** BEGIN EXCERPTED RECORDS **
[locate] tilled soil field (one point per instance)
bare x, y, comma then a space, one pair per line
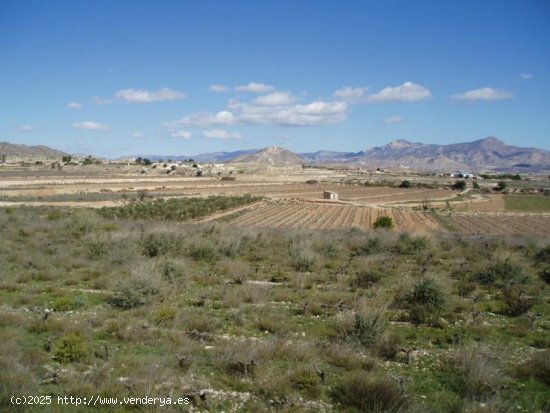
499, 224
332, 217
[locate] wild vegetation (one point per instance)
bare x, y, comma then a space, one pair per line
121, 302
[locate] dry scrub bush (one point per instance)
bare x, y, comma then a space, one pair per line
362, 329
538, 366
360, 391
347, 356
302, 255
473, 372
424, 301
194, 320
139, 288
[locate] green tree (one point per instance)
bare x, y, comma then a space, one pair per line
460, 185
501, 186
383, 222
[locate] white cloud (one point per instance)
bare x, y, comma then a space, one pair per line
394, 119
145, 96
218, 88
484, 94
254, 88
275, 99
183, 134
351, 94
99, 101
205, 120
407, 92
221, 134
314, 113
89, 125
25, 128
** END EXCERPTED RECORDS **
#### AIM
Can you repeat all of the data above line for line, but leave out the pictures?

#### TASK RESPONSE
[locate] tilled soil field (one point per instance)
bare x, y, comma then a space, one pair per line
499, 224
332, 217
[locate] wild vegetation (one point per instance)
bare x, y, comma then a space, one pair per line
121, 302
[locate] dry scrub bush (one point per instance)
bare x, y, comma then a space, one pair per line
362, 329
538, 366
360, 391
347, 356
302, 255
473, 372
424, 301
194, 320
139, 288
[locate] green tree (one point per instance)
bare x, y, comma then a space, one pair per line
460, 185
501, 186
383, 222
[locate] white cloud (one point per instance)
bare x, y, comma then a space, one pair per line
394, 119
145, 96
218, 88
484, 94
254, 88
275, 99
183, 134
351, 94
99, 101
205, 120
407, 92
221, 134
314, 113
89, 125
25, 128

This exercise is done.